## begin

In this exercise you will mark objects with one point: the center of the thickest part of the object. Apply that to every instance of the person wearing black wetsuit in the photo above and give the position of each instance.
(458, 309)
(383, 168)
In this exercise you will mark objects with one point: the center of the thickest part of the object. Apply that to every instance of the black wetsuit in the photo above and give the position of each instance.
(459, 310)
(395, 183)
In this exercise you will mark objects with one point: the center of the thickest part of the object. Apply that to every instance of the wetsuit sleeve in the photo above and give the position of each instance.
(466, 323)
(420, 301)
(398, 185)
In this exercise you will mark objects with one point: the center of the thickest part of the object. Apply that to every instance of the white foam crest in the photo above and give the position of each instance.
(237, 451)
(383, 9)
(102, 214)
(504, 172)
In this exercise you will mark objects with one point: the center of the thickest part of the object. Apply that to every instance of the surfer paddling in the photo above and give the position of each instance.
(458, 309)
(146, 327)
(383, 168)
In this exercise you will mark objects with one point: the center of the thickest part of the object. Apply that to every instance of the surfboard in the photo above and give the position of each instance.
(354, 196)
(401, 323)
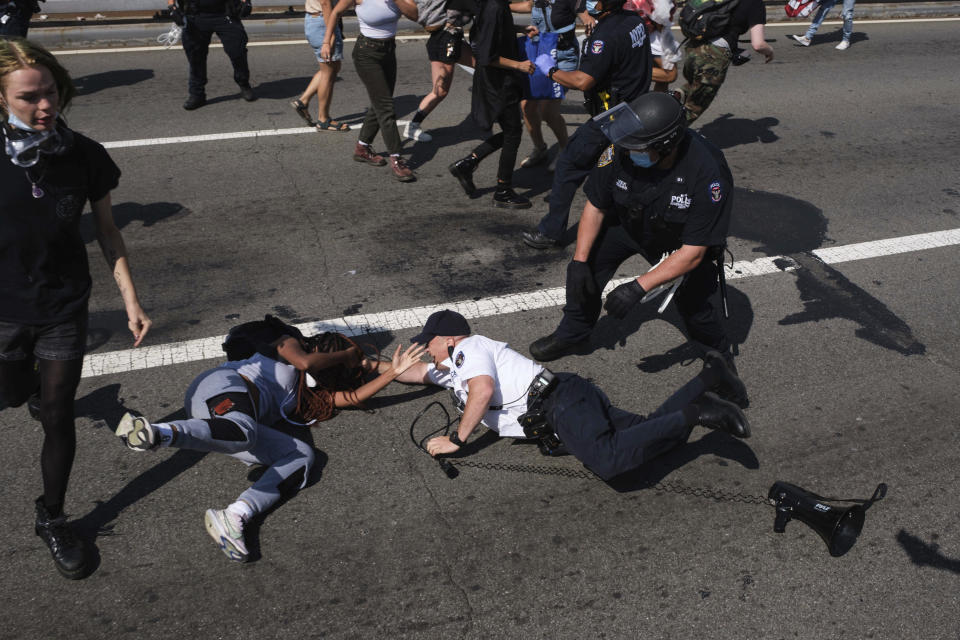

## end

Pull out each line of the records above that contains the string "surfer". Treat uppercase and lowercase as different.

- [Complete output]
In this exercise you will mark objects with one point: the center of the thickest part of the object. Apply that to every instance of the surfer paddling in the photo above and give the position of each instance.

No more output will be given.